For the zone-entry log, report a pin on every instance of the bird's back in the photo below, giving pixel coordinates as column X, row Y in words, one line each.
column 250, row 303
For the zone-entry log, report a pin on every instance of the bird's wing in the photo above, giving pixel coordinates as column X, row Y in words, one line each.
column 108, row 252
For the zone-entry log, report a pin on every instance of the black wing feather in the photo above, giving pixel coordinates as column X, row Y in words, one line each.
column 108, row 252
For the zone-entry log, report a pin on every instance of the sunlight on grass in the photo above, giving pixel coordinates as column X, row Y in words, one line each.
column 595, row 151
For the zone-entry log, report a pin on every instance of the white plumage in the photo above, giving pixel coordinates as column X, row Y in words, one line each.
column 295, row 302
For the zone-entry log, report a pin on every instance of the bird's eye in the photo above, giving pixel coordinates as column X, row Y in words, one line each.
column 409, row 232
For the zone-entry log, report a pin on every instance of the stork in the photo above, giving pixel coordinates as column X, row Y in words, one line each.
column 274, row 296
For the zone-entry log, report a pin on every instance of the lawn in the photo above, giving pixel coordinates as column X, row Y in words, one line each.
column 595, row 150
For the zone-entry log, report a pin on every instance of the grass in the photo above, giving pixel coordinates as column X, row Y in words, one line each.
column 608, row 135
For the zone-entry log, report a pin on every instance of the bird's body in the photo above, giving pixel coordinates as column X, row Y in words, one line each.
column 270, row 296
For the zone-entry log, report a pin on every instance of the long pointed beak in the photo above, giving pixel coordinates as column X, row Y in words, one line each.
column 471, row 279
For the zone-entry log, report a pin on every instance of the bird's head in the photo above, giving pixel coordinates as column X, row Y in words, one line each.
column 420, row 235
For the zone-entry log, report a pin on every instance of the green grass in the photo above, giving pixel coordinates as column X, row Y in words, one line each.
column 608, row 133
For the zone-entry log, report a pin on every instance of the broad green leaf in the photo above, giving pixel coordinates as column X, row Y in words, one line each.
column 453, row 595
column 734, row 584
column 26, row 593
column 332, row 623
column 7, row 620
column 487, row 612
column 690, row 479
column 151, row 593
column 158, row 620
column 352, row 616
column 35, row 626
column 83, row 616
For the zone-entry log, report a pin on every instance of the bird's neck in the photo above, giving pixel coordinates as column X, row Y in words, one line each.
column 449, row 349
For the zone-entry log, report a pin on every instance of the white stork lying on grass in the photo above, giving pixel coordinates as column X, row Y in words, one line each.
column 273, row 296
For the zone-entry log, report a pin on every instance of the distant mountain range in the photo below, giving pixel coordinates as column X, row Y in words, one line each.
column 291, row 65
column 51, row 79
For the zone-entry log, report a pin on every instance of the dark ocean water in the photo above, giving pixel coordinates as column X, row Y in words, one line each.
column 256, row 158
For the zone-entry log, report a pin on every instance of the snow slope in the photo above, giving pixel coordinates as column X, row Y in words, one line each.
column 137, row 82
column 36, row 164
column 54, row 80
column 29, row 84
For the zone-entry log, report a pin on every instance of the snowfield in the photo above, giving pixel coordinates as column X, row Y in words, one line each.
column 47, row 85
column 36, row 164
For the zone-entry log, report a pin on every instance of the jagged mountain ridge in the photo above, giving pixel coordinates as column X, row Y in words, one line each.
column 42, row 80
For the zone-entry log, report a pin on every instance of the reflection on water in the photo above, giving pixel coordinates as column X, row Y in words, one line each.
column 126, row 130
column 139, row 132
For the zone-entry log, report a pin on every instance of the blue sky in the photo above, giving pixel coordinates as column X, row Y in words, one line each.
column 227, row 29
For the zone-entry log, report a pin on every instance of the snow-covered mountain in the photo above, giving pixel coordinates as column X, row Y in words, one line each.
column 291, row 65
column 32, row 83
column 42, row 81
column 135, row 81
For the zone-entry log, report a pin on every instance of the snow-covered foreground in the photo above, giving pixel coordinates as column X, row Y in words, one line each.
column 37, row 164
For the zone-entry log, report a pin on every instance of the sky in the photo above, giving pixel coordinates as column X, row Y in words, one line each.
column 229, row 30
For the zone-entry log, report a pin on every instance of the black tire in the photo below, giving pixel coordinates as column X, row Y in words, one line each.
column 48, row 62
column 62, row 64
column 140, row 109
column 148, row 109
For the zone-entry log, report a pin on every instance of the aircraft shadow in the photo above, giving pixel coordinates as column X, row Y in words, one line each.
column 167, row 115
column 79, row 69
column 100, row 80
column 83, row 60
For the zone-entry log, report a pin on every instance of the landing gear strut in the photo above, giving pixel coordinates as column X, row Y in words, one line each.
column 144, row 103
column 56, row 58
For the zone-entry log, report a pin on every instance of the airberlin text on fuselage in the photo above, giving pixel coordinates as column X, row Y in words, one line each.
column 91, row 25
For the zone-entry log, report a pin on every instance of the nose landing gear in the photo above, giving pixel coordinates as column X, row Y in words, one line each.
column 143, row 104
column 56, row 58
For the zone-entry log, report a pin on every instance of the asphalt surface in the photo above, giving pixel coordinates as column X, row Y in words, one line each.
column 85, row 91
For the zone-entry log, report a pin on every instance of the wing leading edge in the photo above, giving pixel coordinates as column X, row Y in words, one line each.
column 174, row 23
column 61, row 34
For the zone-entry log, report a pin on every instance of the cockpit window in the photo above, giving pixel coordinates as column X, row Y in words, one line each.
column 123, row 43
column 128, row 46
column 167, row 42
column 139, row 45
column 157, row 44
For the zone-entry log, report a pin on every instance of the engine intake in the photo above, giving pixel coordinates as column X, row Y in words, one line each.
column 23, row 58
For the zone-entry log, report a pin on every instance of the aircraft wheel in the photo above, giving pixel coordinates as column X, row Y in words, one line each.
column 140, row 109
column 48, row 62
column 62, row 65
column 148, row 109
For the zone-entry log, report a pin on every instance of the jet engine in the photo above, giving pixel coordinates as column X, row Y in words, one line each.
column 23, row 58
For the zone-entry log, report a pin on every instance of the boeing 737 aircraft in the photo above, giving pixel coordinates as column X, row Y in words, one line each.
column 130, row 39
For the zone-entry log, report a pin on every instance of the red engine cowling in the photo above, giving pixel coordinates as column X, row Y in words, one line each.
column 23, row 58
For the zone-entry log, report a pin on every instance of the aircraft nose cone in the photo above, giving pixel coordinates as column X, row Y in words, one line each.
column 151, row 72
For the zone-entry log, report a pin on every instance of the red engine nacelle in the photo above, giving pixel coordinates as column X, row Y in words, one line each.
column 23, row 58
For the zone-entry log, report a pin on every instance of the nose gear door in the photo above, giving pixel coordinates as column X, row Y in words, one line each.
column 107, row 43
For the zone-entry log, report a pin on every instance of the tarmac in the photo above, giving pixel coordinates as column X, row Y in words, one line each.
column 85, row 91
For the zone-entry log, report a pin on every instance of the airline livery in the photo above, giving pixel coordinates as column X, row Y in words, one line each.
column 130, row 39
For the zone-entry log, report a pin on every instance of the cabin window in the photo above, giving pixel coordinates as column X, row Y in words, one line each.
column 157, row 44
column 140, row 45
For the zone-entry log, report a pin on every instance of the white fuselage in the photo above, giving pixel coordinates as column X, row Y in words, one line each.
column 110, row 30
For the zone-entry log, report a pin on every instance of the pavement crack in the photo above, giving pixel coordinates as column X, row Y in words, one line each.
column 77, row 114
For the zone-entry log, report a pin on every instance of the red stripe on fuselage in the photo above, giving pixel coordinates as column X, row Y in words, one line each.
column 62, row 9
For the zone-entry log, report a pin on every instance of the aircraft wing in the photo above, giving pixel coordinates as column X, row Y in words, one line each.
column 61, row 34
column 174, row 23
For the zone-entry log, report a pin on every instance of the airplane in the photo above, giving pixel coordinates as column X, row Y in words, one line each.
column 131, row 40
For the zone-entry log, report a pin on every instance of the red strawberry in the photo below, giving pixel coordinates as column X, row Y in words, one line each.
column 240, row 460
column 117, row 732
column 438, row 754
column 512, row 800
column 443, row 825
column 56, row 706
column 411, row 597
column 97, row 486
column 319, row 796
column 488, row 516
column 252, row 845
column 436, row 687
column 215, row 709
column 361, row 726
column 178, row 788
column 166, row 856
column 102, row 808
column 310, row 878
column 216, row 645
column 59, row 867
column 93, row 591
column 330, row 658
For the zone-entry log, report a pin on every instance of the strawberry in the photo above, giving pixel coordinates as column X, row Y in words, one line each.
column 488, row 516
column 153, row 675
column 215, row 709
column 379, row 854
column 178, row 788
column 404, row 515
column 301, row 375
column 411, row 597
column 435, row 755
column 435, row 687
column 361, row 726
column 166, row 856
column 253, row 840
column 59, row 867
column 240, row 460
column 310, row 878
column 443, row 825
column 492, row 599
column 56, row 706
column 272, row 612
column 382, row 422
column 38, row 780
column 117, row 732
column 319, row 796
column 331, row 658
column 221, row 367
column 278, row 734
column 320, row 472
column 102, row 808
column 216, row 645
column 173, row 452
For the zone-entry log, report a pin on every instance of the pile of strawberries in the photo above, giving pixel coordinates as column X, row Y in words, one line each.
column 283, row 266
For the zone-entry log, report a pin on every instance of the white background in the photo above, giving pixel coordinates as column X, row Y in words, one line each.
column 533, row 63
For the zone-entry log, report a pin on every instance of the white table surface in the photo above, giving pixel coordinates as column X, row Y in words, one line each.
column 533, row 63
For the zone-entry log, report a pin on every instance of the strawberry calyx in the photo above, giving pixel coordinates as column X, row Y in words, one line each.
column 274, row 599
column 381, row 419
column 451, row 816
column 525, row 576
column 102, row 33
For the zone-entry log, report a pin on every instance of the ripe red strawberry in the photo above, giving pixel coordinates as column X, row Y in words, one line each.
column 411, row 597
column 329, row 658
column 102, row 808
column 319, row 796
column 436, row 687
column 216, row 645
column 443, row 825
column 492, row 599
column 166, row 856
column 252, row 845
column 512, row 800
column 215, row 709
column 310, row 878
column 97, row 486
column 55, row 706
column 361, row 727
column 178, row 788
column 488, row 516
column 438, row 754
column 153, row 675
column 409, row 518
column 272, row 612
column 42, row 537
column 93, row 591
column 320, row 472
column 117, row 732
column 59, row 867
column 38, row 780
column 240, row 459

* * * * * * *

Please rewrite the entries between the lines holding "the strawberry calyx" and "column 102, row 33", inclusive, swapping "zone-entry log" for "placement record" and leaving everything else untouched. Return only those lines.

TASK OUTPUT:
For the placement record, report a pin on every instance of the strawberry calyx in the photo above, giving pixel coordinates as column X, row Y in words, one line each.
column 274, row 599
column 381, row 419
column 451, row 816
column 525, row 576
column 102, row 33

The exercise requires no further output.